## Teks
□ □ □ □

Saat tiba di lokasi tanaman lombok Wabup Tomy Satria langsung ikut memetik lombok merah yang sudah siap panen. Ia tampak menikmati dan betah memetik lombok merah satu persatu dari dahannya dan memasukkannya dalam ember. Hampir satu jam Tomy menongkrongi lahan lombok yang luasnya kurang lebih 1 hektar. Ia pun mengaku mendapat kepuasan batin saat ikut memanen lombok merah tersebut.
Syuaib mengutarakan jika tanaman lombok yang dicoba pertama kalinya ini menghasilkan buah lombok yang banyak. Bibit lombok yang ditanam adalah Pilar F1 dengan jumlah sekitar 2.500 pohon. Setiap lima hari ia mengaku mendapatkan hasil panen rata-rata 200 kilogram dengan harga 25 ribu rupiah per kilogram.
“Mengenai pemasarannya, saya tidak khawatir karena justru saya memilih harga tertinggi yang ditawarkan para pedagang,” ungkap Syuaib yang sebelum bertani lombok mengaku hanya bertani merica dan cengkeh.

□ □ □ □

## Cuplikan Entri
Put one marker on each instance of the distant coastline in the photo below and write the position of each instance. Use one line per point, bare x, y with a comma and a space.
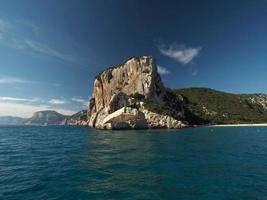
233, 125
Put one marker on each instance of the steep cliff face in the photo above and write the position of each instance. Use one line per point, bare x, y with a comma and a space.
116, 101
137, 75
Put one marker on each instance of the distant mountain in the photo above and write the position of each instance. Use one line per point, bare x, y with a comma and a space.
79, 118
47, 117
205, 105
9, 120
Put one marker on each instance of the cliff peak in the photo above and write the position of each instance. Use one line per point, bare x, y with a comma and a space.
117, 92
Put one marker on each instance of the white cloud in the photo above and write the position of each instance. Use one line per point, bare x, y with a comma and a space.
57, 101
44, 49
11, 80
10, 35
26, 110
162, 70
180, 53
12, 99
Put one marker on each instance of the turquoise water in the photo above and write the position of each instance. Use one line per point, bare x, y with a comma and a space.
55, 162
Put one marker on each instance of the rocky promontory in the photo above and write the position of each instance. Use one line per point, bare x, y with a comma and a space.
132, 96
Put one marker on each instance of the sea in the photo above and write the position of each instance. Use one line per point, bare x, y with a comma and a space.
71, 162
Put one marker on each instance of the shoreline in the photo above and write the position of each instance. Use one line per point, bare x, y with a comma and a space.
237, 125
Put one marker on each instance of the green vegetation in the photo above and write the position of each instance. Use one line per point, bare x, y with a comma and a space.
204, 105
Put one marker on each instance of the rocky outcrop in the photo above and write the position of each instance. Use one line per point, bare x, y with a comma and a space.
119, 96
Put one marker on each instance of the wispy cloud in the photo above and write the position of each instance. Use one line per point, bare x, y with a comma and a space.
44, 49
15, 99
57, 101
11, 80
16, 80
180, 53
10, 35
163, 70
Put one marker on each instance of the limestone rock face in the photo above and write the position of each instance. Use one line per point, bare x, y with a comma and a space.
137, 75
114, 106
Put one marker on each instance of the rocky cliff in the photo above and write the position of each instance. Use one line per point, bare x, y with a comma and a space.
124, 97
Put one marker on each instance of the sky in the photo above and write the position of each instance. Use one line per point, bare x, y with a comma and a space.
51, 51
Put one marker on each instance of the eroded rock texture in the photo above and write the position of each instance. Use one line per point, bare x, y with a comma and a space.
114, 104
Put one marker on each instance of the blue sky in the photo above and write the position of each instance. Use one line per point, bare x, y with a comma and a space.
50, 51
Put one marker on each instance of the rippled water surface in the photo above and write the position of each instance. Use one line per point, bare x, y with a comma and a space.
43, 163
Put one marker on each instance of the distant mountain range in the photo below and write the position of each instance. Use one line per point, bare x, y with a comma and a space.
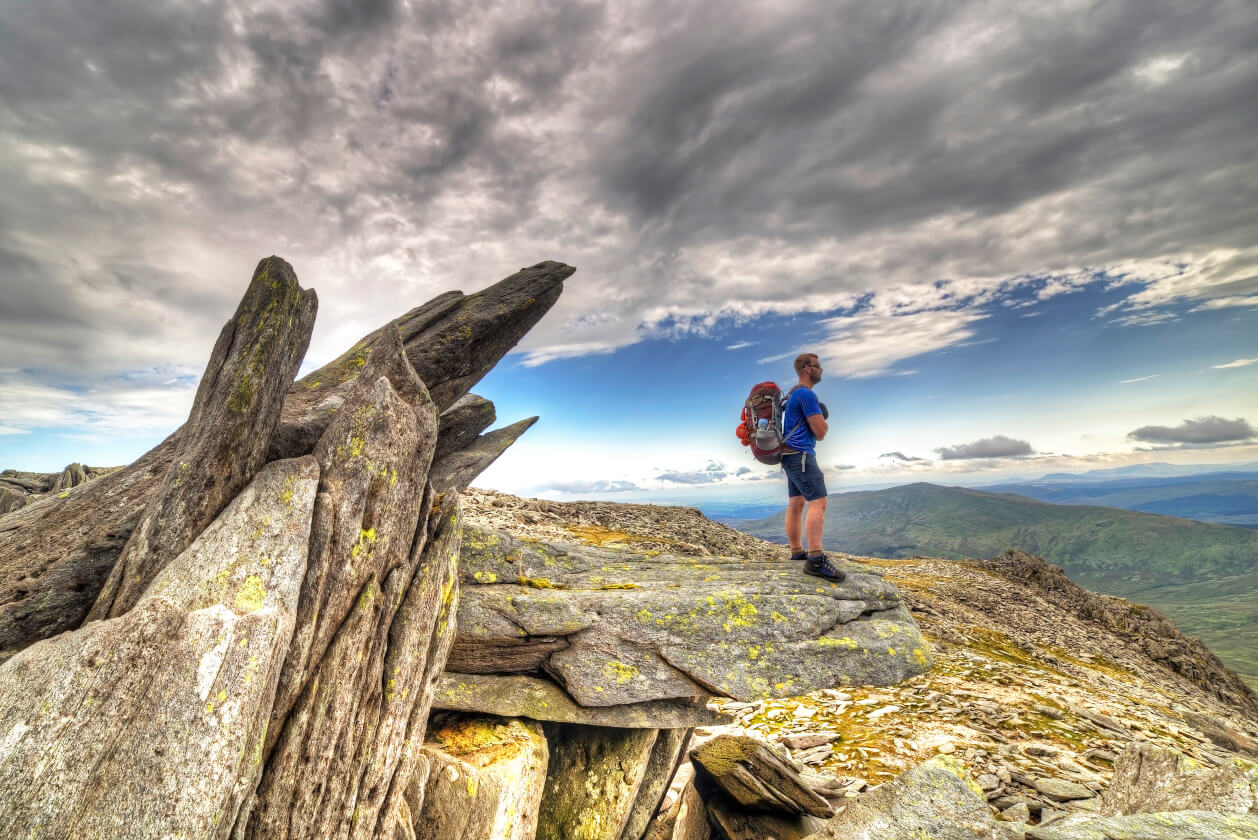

□ □ □ □

## Soal Latihan
**1)** Kutip utuh teks tentang panen lombok merah di atas, kata demi kata tanpa ada yang diubah.
**2)** Pilih setiap baris dalam entri di atas yang memuat kata "cloud", lalu salin baris-baris itu.

## Kunci Jawaban
**1)**
Saat tiba di lokasi tanaman lombok Wabup Tomy Satria langsung ikut memetik lombok merah yang sudah siap panen. Ia tampak menikmati dan betah memetik lombok merah satu persatu dari dahannya dan memasukkannya dalam ember. Hampir satu jam Tomy menongkrongi lahan lombok yang luasnya kurang lebih 1 hektar. Ia pun mengaku mendapat kepuasan batin saat ikut memanen lombok merah tersebut.
Syuaib mengutarakan jika tanaman lombok yang dicoba pertama kalinya ini menghasilkan buah lombok yang banyak. Bibit lombok yang ditanam adalah Pilar F1 dengan jumlah sekitar 2.500 pohon. Setiap lima hari ia mengaku mendapatkan hasil panen rata-rata 200 kilogram dengan harga 25 ribu rupiah per kilogram.
“Mengenai pemasarannya, saya tidak khawatir karena justru saya memilih harga tertinggi yang ditawarkan para pedagang,” ungkap Syuaib yang sebelum bertani lombok mengaku hanya bertani merica dan cengkeh.

**2)**
Put one marker on each instance of the white cloud in the photo above and write the position of each instance. Use one line per point, bare x, y with a comma and a space.
Put one marker on each instance of the wispy cloud in the photo above and write the position of each instance. Use one line per point, bare x, y with a comma and a space.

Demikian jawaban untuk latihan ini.